Repeat each line of the material below without change.

Study material
□ □ □ □ □
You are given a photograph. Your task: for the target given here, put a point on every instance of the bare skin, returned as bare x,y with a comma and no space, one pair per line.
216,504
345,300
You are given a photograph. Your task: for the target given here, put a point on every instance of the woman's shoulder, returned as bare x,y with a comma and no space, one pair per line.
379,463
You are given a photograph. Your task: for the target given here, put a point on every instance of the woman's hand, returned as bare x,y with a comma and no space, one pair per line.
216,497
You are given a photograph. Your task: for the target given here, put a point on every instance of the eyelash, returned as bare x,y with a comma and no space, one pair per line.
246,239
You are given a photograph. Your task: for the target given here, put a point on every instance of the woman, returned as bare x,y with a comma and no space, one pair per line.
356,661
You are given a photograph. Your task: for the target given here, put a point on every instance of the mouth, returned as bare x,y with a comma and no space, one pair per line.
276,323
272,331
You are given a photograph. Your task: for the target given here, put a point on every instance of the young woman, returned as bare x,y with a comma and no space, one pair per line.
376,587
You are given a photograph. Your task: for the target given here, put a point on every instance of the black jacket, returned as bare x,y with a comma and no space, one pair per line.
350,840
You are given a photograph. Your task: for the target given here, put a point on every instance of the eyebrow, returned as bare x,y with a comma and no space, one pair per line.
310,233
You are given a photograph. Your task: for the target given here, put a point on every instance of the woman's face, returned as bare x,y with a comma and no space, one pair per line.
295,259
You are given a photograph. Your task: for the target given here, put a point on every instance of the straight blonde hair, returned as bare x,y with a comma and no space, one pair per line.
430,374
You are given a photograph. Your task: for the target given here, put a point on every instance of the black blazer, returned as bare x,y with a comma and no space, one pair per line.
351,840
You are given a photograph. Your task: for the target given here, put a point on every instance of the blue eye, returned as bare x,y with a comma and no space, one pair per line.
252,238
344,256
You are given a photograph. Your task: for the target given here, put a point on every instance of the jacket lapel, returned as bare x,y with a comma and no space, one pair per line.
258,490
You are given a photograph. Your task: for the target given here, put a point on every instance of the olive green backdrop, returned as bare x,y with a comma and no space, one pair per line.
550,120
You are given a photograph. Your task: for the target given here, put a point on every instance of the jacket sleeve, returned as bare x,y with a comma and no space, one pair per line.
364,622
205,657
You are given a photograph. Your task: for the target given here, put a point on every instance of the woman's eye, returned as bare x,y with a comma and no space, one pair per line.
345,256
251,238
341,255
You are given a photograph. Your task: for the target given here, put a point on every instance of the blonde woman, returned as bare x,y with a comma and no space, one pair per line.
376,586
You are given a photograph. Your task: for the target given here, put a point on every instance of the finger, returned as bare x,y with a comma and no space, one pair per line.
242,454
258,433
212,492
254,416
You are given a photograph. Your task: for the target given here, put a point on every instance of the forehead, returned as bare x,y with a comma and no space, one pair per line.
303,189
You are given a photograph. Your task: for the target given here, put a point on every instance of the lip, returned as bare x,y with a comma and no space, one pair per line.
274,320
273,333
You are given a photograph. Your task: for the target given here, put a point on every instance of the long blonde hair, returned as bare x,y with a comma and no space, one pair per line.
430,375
□ □ □ □ □
Your solution
You are given a photograph. Your task: for the target given here, put a point on every instance of the bare skin, returned as bare x,y with a comma and no space, one pair per line.
216,504
345,300
You are given a photograph. Your task: for the target given here, put a point on every instance of the woman's shoulder, returned as bare x,y with a comma and no space, one pair per line.
379,463
You are given a photograph. Your task: for the target given here, put a point on every instance of the woman's hand, returned as bare x,y with a comma and no space, one pair per line.
216,497
You are given a photograph. Your task: for the target given here, put a point on every instance of the eyelash, returned as bare x,y with a comma and no space, one pair per line.
246,239
You are given a photograph. Your task: for the target given here, put a point on every instance of the woman, returned as bare x,y with a comma and no space, one pair per line.
356,661
You are given a photograph. Your task: for the target given here, put a point on every instance of the mouth, returned as bare x,y with a comma and no space, one pair per line.
276,323
272,331
You are given a photograph. Your task: for the target given here, put a point on every instance of the young woman, returned as bare x,y with a comma and no space, one pair per line.
376,587
You are given a photograph. Your task: for the target given here, put a point on every instance of the black jacket, returned as bare x,y with a comma and no space, one pair per line.
350,840
You are given a photograph. Your task: for the target given here, put a point on every instance of the eyebrow, returned as bare x,y with a comma and no space, one pair per line.
310,233
You are given a photograph. Your task: for the target given here, put a point on every instance of the woman's face, returned as bare x,y with a comma and no space, one pair per line.
295,259
You are given a photograph. Your task: for the target given here, put a point on every instance of the straight blonde hair, returned as bare x,y with a comma and no space, one pair per line.
430,374
You are given a photograph. Your task: for the target given here, put a point on every instance of the black blazer, returned as bare x,y with a comma and no space, one pair per line.
351,840
You are given a photograph. Your task: for the target given here, put a point on every instance of the blue eye, returned as bare x,y with a comma and no space, one pair per line.
252,238
344,256
You are given a photograph. Your task: for the target given here, put a point on every instance of the jacket lapel, returned as bare x,y with a comma and no space, one pair per line.
258,490
You are given a photograph. Your task: for the target given here, put a point on every instance of the olive green backdrop, returned as bare x,y with a comma and no space, one pair per line.
550,120
You are given a photograph. Your task: for the target given here, put a point on every instance of the jacket sleeve, returned as bare x,y with a comma and no space, one pair per line.
364,622
205,657
You are given a photograph. Your task: for the target given here, put a point on every instance of the woman's eye, returned as bare x,y with a comma and no space, one pair per line.
345,256
251,238
341,255
You are given a photograph. Your task: for the target given here, put a point on every instance of the blonde woman, returned as bare x,y with a comma and no space, one pair per line.
376,586
You are given a photograph. Your task: for the target given here, put a point on every instance of the finger, returned as bare x,y with a comma and no space, one pair per line.
242,454
258,433
212,492
254,416
You are given a photograph. Your task: for the target given here, put a point on every instance of the forehead, returned as bare x,y with a comma and no space, one pair per line.
303,189
You are given a photograph. Your task: for the target given here, put a point on every instance of the lip, returned as bare x,y with a comma and no space, one pair per line.
274,320
273,333
You are given a photograph. Your task: for the target given here, put a point on every instance of the long blonde hair, returned as bare x,y with a comma and no space, one pair per line.
430,375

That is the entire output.